:: The data ::

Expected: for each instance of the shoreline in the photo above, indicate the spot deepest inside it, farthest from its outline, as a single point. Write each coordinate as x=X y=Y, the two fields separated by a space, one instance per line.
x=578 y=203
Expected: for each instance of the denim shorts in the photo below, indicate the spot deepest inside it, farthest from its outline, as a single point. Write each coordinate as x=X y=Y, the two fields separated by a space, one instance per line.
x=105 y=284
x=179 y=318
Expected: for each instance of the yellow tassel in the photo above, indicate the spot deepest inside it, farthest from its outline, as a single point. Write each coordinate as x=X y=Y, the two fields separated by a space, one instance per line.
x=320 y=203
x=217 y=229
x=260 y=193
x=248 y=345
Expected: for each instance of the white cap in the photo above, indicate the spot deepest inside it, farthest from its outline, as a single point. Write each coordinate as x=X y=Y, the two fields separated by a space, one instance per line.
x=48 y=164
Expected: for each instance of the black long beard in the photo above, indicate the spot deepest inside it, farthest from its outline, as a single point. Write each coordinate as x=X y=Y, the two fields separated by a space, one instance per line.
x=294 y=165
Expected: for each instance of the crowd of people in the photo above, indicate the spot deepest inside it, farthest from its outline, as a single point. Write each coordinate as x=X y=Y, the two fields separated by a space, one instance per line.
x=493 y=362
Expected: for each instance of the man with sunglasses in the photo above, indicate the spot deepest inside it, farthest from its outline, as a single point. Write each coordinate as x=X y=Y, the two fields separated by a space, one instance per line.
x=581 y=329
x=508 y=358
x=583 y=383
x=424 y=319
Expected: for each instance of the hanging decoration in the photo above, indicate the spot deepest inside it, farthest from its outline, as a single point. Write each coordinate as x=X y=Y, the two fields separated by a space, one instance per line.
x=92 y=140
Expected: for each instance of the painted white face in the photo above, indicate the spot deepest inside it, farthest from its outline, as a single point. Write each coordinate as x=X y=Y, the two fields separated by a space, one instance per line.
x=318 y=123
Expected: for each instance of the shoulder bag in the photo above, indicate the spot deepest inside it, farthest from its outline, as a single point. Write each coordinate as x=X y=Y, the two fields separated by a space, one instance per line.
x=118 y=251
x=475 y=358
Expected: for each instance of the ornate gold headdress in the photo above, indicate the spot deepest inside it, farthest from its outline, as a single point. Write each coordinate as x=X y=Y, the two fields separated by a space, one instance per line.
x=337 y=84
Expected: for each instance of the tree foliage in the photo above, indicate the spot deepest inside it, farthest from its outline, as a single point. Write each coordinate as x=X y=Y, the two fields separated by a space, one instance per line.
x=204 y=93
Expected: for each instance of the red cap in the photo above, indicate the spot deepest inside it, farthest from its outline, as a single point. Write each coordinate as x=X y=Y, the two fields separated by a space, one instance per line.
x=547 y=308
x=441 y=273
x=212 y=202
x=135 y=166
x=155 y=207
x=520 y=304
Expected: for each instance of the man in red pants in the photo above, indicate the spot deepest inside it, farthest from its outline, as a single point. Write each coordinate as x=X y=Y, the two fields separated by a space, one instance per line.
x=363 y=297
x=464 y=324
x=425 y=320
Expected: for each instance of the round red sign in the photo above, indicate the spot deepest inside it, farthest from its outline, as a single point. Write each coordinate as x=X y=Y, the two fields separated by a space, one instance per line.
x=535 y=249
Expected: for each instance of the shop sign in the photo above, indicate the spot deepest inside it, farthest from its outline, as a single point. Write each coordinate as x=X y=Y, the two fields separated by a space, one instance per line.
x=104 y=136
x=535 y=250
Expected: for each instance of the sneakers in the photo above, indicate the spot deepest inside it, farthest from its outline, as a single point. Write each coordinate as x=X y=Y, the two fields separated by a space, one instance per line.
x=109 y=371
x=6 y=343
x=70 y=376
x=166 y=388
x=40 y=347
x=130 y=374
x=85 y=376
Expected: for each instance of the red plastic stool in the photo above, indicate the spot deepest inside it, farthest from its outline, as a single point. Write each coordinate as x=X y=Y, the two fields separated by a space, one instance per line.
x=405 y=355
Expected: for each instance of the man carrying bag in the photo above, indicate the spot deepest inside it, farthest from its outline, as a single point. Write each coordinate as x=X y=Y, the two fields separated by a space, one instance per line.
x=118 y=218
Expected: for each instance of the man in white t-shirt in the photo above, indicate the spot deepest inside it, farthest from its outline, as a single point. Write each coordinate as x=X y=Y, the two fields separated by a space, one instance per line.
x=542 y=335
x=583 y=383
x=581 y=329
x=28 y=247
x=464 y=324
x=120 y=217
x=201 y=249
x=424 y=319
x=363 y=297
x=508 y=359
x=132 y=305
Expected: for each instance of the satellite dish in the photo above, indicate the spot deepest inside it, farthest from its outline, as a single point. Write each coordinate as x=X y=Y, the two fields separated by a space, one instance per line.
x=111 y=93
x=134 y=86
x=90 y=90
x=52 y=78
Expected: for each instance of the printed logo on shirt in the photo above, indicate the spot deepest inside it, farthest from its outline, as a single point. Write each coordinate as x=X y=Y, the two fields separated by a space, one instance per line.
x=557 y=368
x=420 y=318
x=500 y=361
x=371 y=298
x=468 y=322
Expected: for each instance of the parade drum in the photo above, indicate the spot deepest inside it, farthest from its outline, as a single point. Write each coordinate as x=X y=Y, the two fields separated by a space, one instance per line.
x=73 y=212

:::

> [What the task asks]: Copy out the items above word for word, starting with the line that contains "Expected: for each instance of the red cap" and going on through the line that contains "x=425 y=320".

> [Task output]:
Expected: for each instance of the red cap in the photo above, indicate the spot deepest inside it, farthest from its outline, as a single point. Write each coordinate as x=X y=Y, the two fields separated by a space, one instance per line.
x=547 y=308
x=441 y=273
x=212 y=202
x=135 y=166
x=155 y=207
x=520 y=304
Expected: for each instance of the man in red pants in the photo above, indicate the spot deepest inside it, farthest from its outline, as a single point. Write each coordinate as x=X y=Y, the two fields separated by a space, one instance per line.
x=363 y=297
x=464 y=324
x=425 y=320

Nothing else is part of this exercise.